▸ **Texte sélectionné**:
:::::

1. La crise économique et financière

En caricaturant, on pourrait avancer que l’évolution des prix des maisons, entre 1975 et 2012, a été déterminée par quatre paramètres: le revenu disponible des ménages, le niveau d’emploi, les taux hypothécaires et le nombre de ménages. "Les deux premiers paramètres évoluent évidemment de manière négative en 2012 et 2013", reconnaît Johan Van Gompel, économiste en chef de KBC. "Il est même étonnant que le marché immobilier ait résisté aussi longtemps pendant la crise économique et financière qui nous a déjà touchés en 2008. Nous partons de l’hypothèse qu’une correction est intervenue dans la seconde moitié de 2012."
Van Gompel s’attend à ce que cette correction se poursuive en 2013, avec une baisse des prix de 6%  pour les appartements et de 7% pour les maisons. La plupart des spécialistes s'attendent à une correction plus progressive. Environ la moitié table, pour les cinq prochaines années, sur une hausse nominale moyenne limitée de 0 à 1% par an. Seule une minorité d’experts pense que durant cette période, la hausse des prix de l’immobilier pourra encore suivre l’inflation.

2. Les incertitudes fiscales

Les dernières mesures d’économie décrétées par le gouvernement ont eu peu d’impact direct sur l’immobilier résidentiel (sauf pour ceux qui ont placé leur immeuble dans une société). Mais il est évident que le gouvernement repartira à la pêche aux revenus supplémentaires dans les années à venir. "Je crains que le gouvernement finisse par tailler dans le statut fiscal des emprunts hypothécaires", avertit ainsi Frank Maet de la Banque Belfius.
Le transfert de la déduction des emprunts hypothécaires du fédéral vers les Régions doit encore se concrétiser d’ici 2014. Or, c’est précisément la longue période d’incertitude relative à la nouvelle fiscalité immobilière qui a aggravé la situation aux Pays-Bas. Chez nous, la question qui se pose est la suivante: les Régions auront-elles autant de moyens à y consacrer?

:::::

▸ **Données fournies**:

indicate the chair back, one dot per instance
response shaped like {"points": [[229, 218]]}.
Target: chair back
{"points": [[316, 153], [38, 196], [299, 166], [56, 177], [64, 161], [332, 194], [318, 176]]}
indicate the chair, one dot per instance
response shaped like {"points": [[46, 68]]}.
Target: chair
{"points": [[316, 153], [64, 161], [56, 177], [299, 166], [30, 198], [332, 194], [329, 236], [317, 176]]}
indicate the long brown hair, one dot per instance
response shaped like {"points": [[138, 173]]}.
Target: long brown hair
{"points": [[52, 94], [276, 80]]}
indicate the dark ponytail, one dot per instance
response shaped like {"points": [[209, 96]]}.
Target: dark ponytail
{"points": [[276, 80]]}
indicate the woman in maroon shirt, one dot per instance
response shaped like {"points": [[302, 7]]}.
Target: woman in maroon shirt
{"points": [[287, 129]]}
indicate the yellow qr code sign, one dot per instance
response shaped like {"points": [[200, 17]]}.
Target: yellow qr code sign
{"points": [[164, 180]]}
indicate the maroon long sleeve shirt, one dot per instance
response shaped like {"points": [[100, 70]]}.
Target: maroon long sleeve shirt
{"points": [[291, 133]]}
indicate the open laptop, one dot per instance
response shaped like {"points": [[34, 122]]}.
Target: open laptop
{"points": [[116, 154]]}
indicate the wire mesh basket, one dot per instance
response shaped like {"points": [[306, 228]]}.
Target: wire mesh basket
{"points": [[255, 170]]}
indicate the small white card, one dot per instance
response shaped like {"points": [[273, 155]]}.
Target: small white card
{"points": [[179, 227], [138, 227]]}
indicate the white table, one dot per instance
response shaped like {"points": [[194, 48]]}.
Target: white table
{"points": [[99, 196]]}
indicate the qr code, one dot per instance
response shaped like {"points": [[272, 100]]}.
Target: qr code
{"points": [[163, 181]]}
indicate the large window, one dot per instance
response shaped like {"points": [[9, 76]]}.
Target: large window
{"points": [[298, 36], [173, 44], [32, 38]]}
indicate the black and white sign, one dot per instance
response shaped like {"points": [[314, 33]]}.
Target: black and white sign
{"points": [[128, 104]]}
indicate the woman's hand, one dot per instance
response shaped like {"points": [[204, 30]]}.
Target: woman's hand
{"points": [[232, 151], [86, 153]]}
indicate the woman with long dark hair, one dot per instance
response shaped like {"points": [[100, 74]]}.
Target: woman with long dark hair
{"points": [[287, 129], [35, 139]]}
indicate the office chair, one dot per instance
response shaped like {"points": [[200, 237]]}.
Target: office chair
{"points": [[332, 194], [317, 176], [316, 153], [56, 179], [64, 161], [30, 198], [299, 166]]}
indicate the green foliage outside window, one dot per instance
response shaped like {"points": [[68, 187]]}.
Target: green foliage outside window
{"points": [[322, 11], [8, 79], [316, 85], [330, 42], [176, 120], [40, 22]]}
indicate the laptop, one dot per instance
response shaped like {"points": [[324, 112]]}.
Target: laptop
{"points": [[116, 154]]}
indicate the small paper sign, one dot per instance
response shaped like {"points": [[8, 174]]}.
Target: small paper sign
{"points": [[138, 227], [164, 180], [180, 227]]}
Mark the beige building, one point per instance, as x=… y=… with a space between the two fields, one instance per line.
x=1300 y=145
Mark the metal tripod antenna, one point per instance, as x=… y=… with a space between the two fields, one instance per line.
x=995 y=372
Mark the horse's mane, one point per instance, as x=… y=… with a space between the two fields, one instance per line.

:::::

Poursuivez le texte sur le marché immobilier résidentiel à partir de sa dernière phrase.

▸ **Résultat attendu**:
"À partir de 2014, la régionalisation du bonus logement et la réforme risquent de vraiment peser sur le marché. Je pars de l’hypothèse que les gens vont l’anticiper. Cela aura donc un impact positif sur le nombre de transactions en 2013, mais un impact négatif en 2014", prévoit Luc Machon, courtier en immobilier et président de l’Institut professionnel des agents immobiliers.

3. Les taux et les banques

La faiblesse des taux a été le principal soutien du marché immobilier en 2012. "Mais les banques ont dans le même temps fortement resserré leurs conditions d’octroi de crédits hypothécaires", observe Iain Cook, du réseau d’agences ERA. Le notaire Bart van Opstal constate lui aussi que de plus en plus de transactions échouent au stade de la remise du dossier à la banque.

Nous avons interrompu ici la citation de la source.